Task item: Look through the data below and count each line where the word "white" appears. Reply with the count alone.

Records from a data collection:
=== Begin Enclosure ===

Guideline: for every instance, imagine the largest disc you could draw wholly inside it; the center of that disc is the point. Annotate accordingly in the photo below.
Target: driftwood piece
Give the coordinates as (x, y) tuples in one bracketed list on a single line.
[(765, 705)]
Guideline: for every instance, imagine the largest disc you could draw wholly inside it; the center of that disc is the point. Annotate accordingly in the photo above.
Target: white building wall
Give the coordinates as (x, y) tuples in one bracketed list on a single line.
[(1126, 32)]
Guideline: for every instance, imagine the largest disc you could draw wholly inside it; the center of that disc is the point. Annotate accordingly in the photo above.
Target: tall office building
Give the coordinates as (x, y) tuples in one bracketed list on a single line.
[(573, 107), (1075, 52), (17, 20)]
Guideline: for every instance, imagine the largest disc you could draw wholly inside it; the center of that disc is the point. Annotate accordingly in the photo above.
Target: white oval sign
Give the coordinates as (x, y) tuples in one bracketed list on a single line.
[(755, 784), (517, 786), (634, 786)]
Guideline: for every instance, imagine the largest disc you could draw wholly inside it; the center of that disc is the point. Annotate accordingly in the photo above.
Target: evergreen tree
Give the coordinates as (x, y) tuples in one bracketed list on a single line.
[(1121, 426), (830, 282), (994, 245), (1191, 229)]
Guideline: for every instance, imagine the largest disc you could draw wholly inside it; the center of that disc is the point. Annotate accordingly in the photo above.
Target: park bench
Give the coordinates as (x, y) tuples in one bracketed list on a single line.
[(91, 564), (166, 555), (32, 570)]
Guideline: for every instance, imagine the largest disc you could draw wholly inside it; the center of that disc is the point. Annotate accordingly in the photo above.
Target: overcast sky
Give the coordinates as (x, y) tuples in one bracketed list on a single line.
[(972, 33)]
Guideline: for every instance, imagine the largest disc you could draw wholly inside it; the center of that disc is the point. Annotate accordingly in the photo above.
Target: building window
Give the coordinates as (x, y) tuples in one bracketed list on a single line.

=== End Enclosure ===

Response to the exercise: 2